Work required — Select each line of the data below that contains the word "like" and copy those lines.

[Begin Data for this exercise]

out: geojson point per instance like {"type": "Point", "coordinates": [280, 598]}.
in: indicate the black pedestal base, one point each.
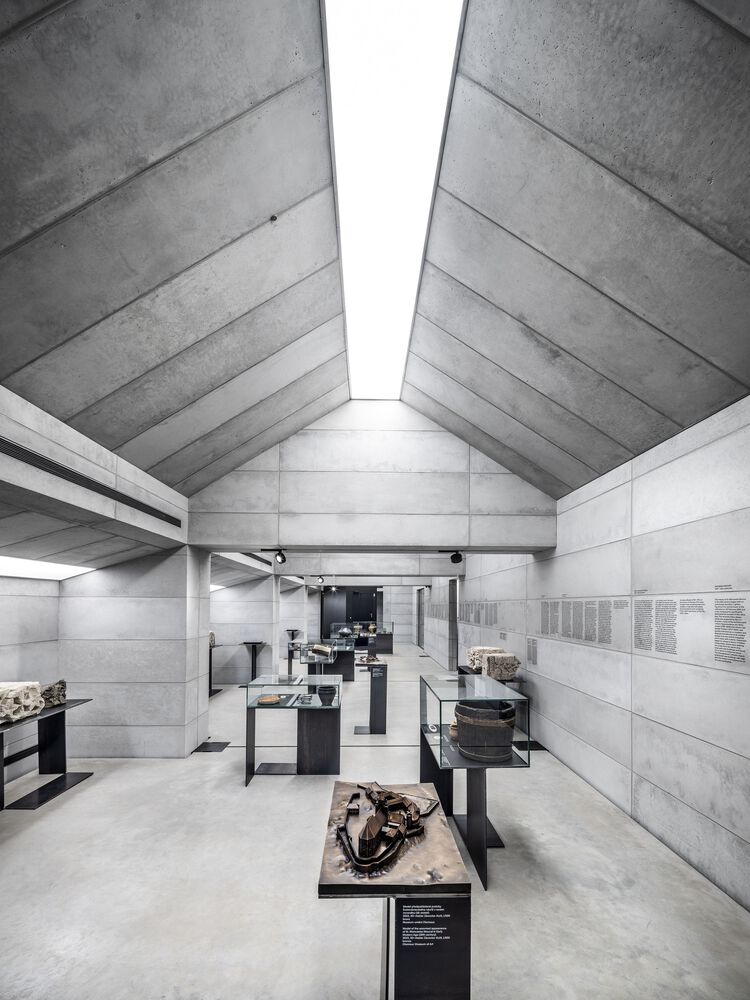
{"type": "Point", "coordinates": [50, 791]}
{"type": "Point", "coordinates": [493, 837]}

[End Data for this exercise]
[Begin Data for this exercise]

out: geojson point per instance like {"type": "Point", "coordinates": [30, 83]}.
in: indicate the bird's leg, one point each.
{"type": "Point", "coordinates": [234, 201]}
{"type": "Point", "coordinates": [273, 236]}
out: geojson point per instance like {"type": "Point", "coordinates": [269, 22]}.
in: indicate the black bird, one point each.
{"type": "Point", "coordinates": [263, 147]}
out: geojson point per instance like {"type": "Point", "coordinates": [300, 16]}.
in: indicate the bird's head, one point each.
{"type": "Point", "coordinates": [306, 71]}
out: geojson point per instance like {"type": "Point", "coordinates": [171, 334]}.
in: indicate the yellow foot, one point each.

[End Data for this exercise]

Exercise result —
out: geojson point per instance like {"type": "Point", "coordinates": [280, 598]}.
out: geojson point per instance like {"type": "Point", "coordinates": [30, 83]}.
out: geojson point per instance like {"type": "Point", "coordinates": [269, 22]}.
out: geojson point per instance like {"type": "Point", "coordinates": [300, 16]}.
out: geojson point per instance like {"type": "Point", "coordinates": [171, 334]}.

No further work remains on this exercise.